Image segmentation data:
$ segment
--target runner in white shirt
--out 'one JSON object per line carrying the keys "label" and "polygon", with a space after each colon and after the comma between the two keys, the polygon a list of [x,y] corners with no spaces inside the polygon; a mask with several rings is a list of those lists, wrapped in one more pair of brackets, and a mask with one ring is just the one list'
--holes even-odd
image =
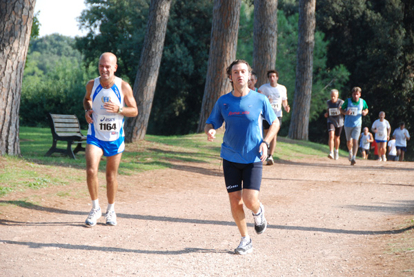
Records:
{"label": "runner in white shirt", "polygon": [[96,225],[102,215],[98,199],[98,173],[102,156],[106,157],[106,223],[107,225],[117,225],[115,203],[118,167],[125,148],[124,116],[138,114],[132,89],[115,75],[117,68],[115,54],[102,54],[99,63],[99,77],[88,82],[83,98],[85,119],[89,123],[85,151],[86,183],[92,200],[92,209],[85,220],[87,227]]}
{"label": "runner in white shirt", "polygon": [[407,141],[410,140],[410,134],[405,128],[405,123],[400,123],[400,127],[395,129],[393,136],[395,138],[395,148],[397,148],[397,155],[399,156],[398,161],[404,161],[404,154],[407,152]]}
{"label": "runner in white shirt", "polygon": [[388,161],[398,161],[397,156],[397,148],[395,147],[395,138],[391,137],[388,143]]}
{"label": "runner in white shirt", "polygon": [[[277,83],[277,81],[279,80],[279,72],[276,70],[272,70],[268,71],[268,79],[269,83],[262,85],[259,88],[259,90],[263,92],[263,94],[268,98],[270,101],[270,105],[272,105],[272,107],[273,108],[273,111],[276,114],[276,116],[279,119],[279,126],[282,126],[282,116],[283,116],[282,107],[283,106],[286,112],[290,111],[290,107],[288,105],[286,88],[283,85]],[[265,136],[268,132],[269,127],[270,125],[267,121],[263,121],[263,130],[264,130]],[[269,156],[266,160],[267,165],[272,165],[274,163],[273,155],[275,152],[277,141],[277,134],[275,136],[275,138],[270,142]]]}
{"label": "runner in white shirt", "polygon": [[386,161],[386,143],[390,139],[391,126],[390,123],[385,119],[385,112],[379,112],[379,119],[373,123],[371,130],[375,133],[375,142],[378,144],[379,161]]}
{"label": "runner in white shirt", "polygon": [[359,136],[359,147],[361,147],[361,154],[362,158],[367,159],[369,155],[369,144],[374,141],[374,138],[371,133],[368,132],[368,127],[364,128],[364,132]]}

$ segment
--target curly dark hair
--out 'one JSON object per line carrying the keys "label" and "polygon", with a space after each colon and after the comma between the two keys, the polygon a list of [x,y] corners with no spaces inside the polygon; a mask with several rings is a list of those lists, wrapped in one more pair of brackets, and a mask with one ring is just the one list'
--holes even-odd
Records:
{"label": "curly dark hair", "polygon": [[[239,63],[246,64],[247,65],[247,69],[248,70],[249,74],[251,74],[252,72],[253,71],[253,70],[252,70],[252,68],[250,68],[250,65],[248,64],[248,63],[247,61],[246,61],[244,60],[235,60],[233,63],[231,63],[231,64],[226,70],[226,73],[227,73],[228,78],[230,79],[230,76],[231,76],[231,69],[233,68],[233,65],[237,65]],[[231,84],[233,85],[233,81],[230,81],[230,83],[231,83]]]}

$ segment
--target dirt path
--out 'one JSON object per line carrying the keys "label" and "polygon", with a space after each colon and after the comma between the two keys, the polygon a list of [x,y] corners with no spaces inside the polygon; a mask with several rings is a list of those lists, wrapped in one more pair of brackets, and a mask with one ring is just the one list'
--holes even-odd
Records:
{"label": "dirt path", "polygon": [[[219,164],[119,176],[116,227],[103,218],[83,227],[84,182],[1,198],[0,276],[414,276],[414,163],[351,167],[342,157],[265,167],[269,225],[256,235],[248,214],[246,256],[233,254],[239,235]],[[34,193],[37,204],[21,201]],[[103,186],[100,193],[106,207]]]}

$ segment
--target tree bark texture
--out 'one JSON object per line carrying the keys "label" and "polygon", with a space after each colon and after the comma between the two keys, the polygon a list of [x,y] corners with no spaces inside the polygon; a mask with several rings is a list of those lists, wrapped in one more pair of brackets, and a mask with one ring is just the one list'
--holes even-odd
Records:
{"label": "tree bark texture", "polygon": [[241,0],[215,0],[204,95],[197,131],[204,132],[206,121],[217,99],[232,90],[226,69],[236,59]]}
{"label": "tree bark texture", "polygon": [[315,46],[315,6],[316,0],[299,1],[299,37],[295,96],[288,137],[308,140],[312,96],[313,48]]}
{"label": "tree bark texture", "polygon": [[268,70],[275,69],[277,50],[277,0],[255,0],[253,71],[257,87],[268,83]]}
{"label": "tree bark texture", "polygon": [[36,0],[0,0],[0,155],[19,155],[19,110]]}
{"label": "tree bark texture", "polygon": [[146,134],[170,6],[171,0],[151,0],[144,46],[133,89],[138,116],[126,120],[126,143],[144,139]]}

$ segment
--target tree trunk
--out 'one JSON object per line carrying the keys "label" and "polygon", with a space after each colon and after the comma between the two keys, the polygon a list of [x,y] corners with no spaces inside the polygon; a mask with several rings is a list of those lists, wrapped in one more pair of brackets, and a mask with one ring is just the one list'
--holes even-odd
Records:
{"label": "tree trunk", "polygon": [[268,70],[275,69],[277,50],[277,0],[255,0],[253,71],[259,88],[268,83]]}
{"label": "tree trunk", "polygon": [[36,0],[0,0],[0,155],[19,155],[19,108]]}
{"label": "tree trunk", "polygon": [[316,0],[299,1],[299,37],[295,97],[288,137],[308,140],[312,95]]}
{"label": "tree trunk", "polygon": [[232,90],[226,69],[236,59],[241,0],[215,0],[204,95],[198,132],[204,125],[217,99]]}
{"label": "tree trunk", "polygon": [[138,116],[126,120],[125,141],[127,143],[144,139],[146,134],[170,6],[171,0],[151,0],[144,46],[134,84]]}

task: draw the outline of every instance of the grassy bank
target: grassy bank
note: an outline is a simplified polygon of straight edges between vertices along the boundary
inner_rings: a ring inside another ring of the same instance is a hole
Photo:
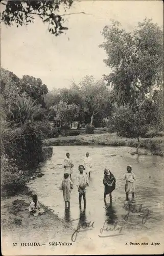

_Required task_: Reproduce all of the image segmentation data above line for line, omitting the pictures.

_Full solution_:
$ segment
--target runner in white shirt
--out 'one JSON object per line carrying the keys "label" and "polygon", with a space after each colon and after the comma between the two keys, the polygon a list of [x,y] corners with no spaces inside the polygon; a mask with several rings is a list of those lists, wrapped in one more pair of brackets, and a mask with one ring is just the one list'
--holes even-odd
image =
Records:
{"label": "runner in white shirt", "polygon": [[96,225],[102,215],[98,199],[98,173],[102,156],[106,157],[106,223],[107,225],[117,225],[115,203],[118,167],[125,148],[124,116],[138,114],[132,89],[115,75],[117,68],[115,54],[102,54],[99,63],[99,77],[88,82],[83,98],[85,119],[89,123],[85,151],[86,183],[92,200],[92,209],[85,220],[87,227]]}
{"label": "runner in white shirt", "polygon": [[407,141],[410,140],[410,134],[405,128],[405,123],[400,123],[400,127],[395,129],[393,136],[395,138],[395,148],[397,148],[397,155],[399,156],[398,161],[404,161],[404,154],[407,152]]}
{"label": "runner in white shirt", "polygon": [[388,161],[398,161],[397,156],[397,148],[395,147],[395,138],[391,137],[388,143]]}
{"label": "runner in white shirt", "polygon": [[[277,83],[277,81],[279,80],[279,72],[276,70],[272,70],[268,71],[268,79],[269,83],[262,85],[259,88],[259,90],[263,92],[263,94],[268,98],[270,101],[270,105],[272,105],[272,107],[273,108],[273,111],[276,114],[276,116],[279,119],[279,126],[282,126],[282,116],[283,116],[282,107],[283,106],[286,112],[290,111],[290,107],[288,105],[286,88],[283,85]],[[265,136],[268,132],[269,127],[270,125],[267,121],[263,121],[263,130],[264,130]],[[269,156],[266,160],[267,165],[272,165],[274,163],[273,155],[275,152],[277,141],[277,134],[275,136],[275,138],[270,142]]]}
{"label": "runner in white shirt", "polygon": [[386,161],[386,143],[390,139],[391,126],[390,123],[385,119],[385,112],[379,112],[379,119],[373,123],[371,130],[375,133],[375,142],[378,144],[379,161]]}
{"label": "runner in white shirt", "polygon": [[359,136],[359,147],[361,147],[361,154],[362,158],[367,159],[369,155],[369,144],[374,141],[374,138],[371,133],[368,132],[368,127],[364,128],[364,132]]}

$ segment
--target curly dark hair
--out 'one JSON object per line carrying the keys "label" and "polygon", with a space after each colon and after the comma between the two keys, the polygon a list of [x,y] corners with no spaces inside the polygon; a mask with several rings is a list of those lists, wrapped in one more pair of brackets, and a mask with one ring is just the one list'
--holes even-odd
Records:
{"label": "curly dark hair", "polygon": [[[239,63],[246,64],[247,65],[247,69],[248,70],[249,74],[251,74],[252,72],[253,71],[253,70],[252,70],[252,68],[250,68],[250,65],[248,64],[248,63],[247,61],[246,61],[244,60],[235,60],[233,63],[231,63],[231,64],[226,70],[226,73],[227,73],[228,78],[230,79],[230,76],[231,76],[231,69],[233,68],[233,65],[237,65]],[[231,84],[233,85],[233,81],[230,81],[230,83],[231,83]]]}

$ segment
--target dirt path
--out 'one JSON object per line carrying the keys "label" and "polygon", with a space after each colon and after the comma between the two keys, the polygon a list of [x,y] corners with no spaces inside the polygon; a mask with several rings is a list of those lists, wrapped in one more pair of brackets, and a mask with one ring is just the one list'
--holes even-odd
Records:
{"label": "dirt path", "polygon": [[[219,164],[119,176],[116,227],[103,218],[83,227],[84,182],[1,198],[0,276],[414,276],[414,163],[351,167],[342,157],[265,167],[269,225],[256,235],[248,214],[246,256],[233,254],[239,235]],[[34,193],[37,204],[21,201]],[[103,186],[100,193],[106,207]]]}

$ segment
--target tree bark texture
--out 'one JSON object per line carrying the keys "label" and "polygon", with a space after each colon and after the comma between the two keys, the polygon a list of [x,y] corners with no spaces inside the polygon; a mask with several rings is a list of those lists, wrapped in one more pair of brackets, and a mask with one ring is just the one list'
--holes even-odd
Records:
{"label": "tree bark texture", "polygon": [[241,0],[215,0],[204,95],[197,131],[204,132],[206,121],[217,99],[232,90],[226,69],[236,59]]}
{"label": "tree bark texture", "polygon": [[315,46],[315,6],[316,0],[299,1],[299,37],[295,96],[288,137],[308,140],[312,96],[313,48]]}
{"label": "tree bark texture", "polygon": [[268,70],[275,69],[277,50],[277,0],[255,0],[253,71],[257,87],[268,83]]}
{"label": "tree bark texture", "polygon": [[36,0],[0,0],[0,155],[19,155],[19,110]]}
{"label": "tree bark texture", "polygon": [[146,134],[170,6],[171,0],[151,0],[144,46],[133,89],[138,116],[126,120],[126,143],[144,139]]}

$ segment
--target tree trunk
--out 'one JSON object per line carrying the keys "label" and "polygon", with a space after each colon and after the comma between the two keys, the polygon a list of [x,y] corners with no spaces inside the polygon; a mask with several rings is a list of those lists, wrapped in one more pair of brackets, and a mask with one ring is just the one list'
--holes even-odd
Records:
{"label": "tree trunk", "polygon": [[268,70],[275,69],[277,50],[277,0],[255,0],[253,71],[259,88],[268,83]]}
{"label": "tree trunk", "polygon": [[36,0],[0,0],[0,155],[19,155],[19,108]]}
{"label": "tree trunk", "polygon": [[316,0],[299,1],[299,37],[295,97],[288,137],[308,140],[312,95]]}
{"label": "tree trunk", "polygon": [[232,90],[226,69],[236,59],[241,0],[215,0],[204,95],[198,132],[204,125],[217,99]]}
{"label": "tree trunk", "polygon": [[138,116],[126,120],[125,141],[127,143],[144,139],[146,134],[170,6],[171,0],[151,0],[144,46],[134,84]]}

task: draw the outline of every instance of the grassy bank
target: grassy bank
note: an outline is a simplified polygon of straight edges between vertices along the boundary
inner_rings: a ring inside another ring of the same instance is a hole
Photo:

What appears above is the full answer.